At write time, metadata for columns not present in the DataFrame is silently ignored — so the leftover `"Q1"` metadata won't cause errors, it just won't be written.

### `meta.with_*() -> SpssMetadata`

Chainable single-field convenience methods — syntax sugar for `update()`. Each `with_*()` call is equivalent to calling `update()` with the corresponding keyword argument. They exist for IDE discoverability and fluent chaining.

| `update()` kwarg | `with_*()` method | Input type |
|---|---|---|
| `file_label=` | `with_file_label(str)` | `str` |
| `notes=` | `with_notes(str \| list[str])` | `str \| list[str]` |
| `weight_variable=` | `with_weight_variable(str \| None)` | `str \| None` |
| `variable_labels=` | `with_variable_labels(dict)` | `dict[str, str \| None]` |
| `variable_value_labels=` | `with_variable_value_labels(dict)` | `dict[str, dict \| None]` |
| `variable_formats=` | `with_variable_formats(dict)` | `dict[str, str \| None]` |
| `variable_measures=` | `with_variable_measures(dict)` | `dict[str, str \| None]` |
| `variable_display_widths=` | `with_variable_display_widths(dict)` | `dict[str, int \| None]` |
| `variable_alignments=` | `with_variable_alignments(dict)` | `dict[str, str \| None]` |
| `variable_missing_values=` | `with_variable_missing_values(dict)` | `dict[str, dict \| None]` |
| `variable_roles=` | `with_variable_roles(dict)` | `dict[str, str \| None]` |
| `variable_attributes=` | `with_variable_attributes(dict)` | `dict[str, dict \| None]` |
| `mr_sets=` | `with_mr_sets(dict)` | `dict[str, dict \| None]` |

---

## Field Reference

### Readable and Writable Fields

These fields can be set via constructor, `update()`, or `with_*()` methods, and read as properties.

++++++++++

→ **Aim of the exercise**: Can you continue the SPSS metadata documentation from the point where it stops?

→ **Information shown**:
++++++++++

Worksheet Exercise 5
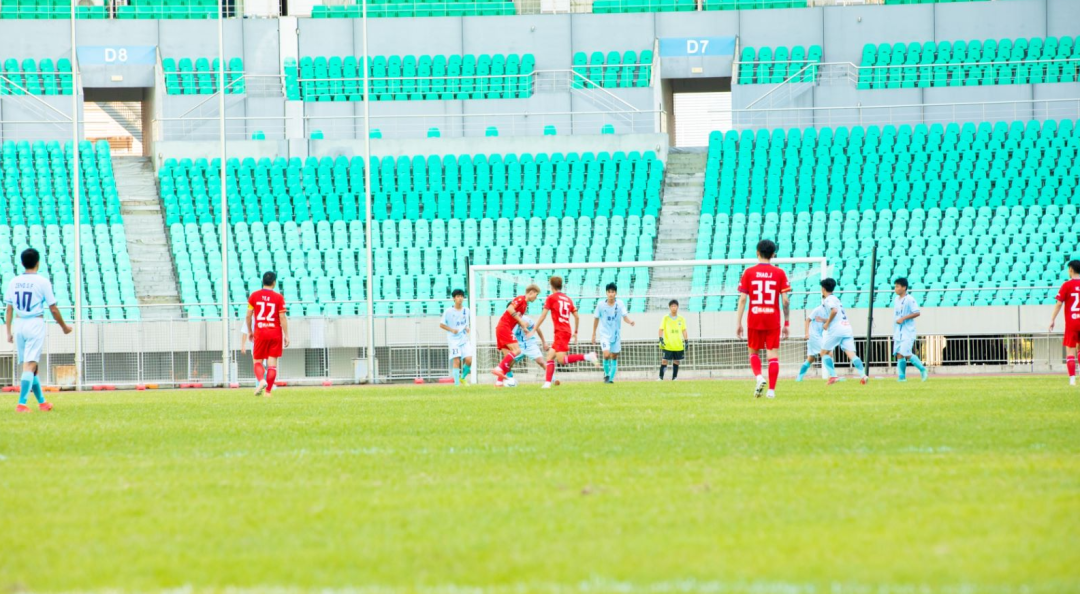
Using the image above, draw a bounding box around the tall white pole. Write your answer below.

++++++++++

→ **Answer to this exercise**:
| Field | Python type | Example | Validation |
|---|---|---|---|
| `file_label` | `str` | `"Customer Survey 2026"` | Any string (truncated to 64 bytes in SAV) |
| `notes` | `list[str]` or `str` | `["Wave 1 data"]` | Any string(s) |
| `weight_variable` | `str \| None` | `"weight"` | Must match a DataFrame column at write time |
| `variable_labels` | `dict[str, str]` | `{"Q1": "Satisfaction"}` | Any string values |
| `variable_value_labels` | `dict[str, dict]` | `{"Q1": {1: "Low", 5: "High"}}` | Keys: int/float/str; Values: str |
| `variable_formats` | `dict[str, str]` | `{"Q1": "F8.2", "name": "A50"}` | SPSS format strings |
| `variable_measures` | `dict[str, str]` | `{"Q1": "ordinal"}` | `"nominal"` / `"ordinal"` / `"scale"` / `"unknown"` |
| `variable_alignments` | `dict[str, str]` | `{"Q1": "right"}` | `"left"` / `"right"` / `"center"` |
| `variable_display_widths` | `dict[str, int]` | `{"Q1": 8}` | Positive integer |
| `variable_roles` | `dict[str, str]` | `{"Q1": "input"}` | `"input"` / `"target"` / `"both"` / `"none"` / `"partition"` / `"split"` |
| `variable_attributes` | `dict[str, dict]` | `{"Q1": {"Source": ["Survey"]}}` | `dict[str, list[str]]` per variable |
| `variable_missing_values` | `dict[str, dict]` | See [Missing Values](#missing-values) | Dict structure validated |
| `mr_sets` | `dict[str, dict]` | See [MR Sets](#mr-sets) | Dict structure validated |

### Read-Only Fields

These fields are populated when reading from a file. They cannot be set directly.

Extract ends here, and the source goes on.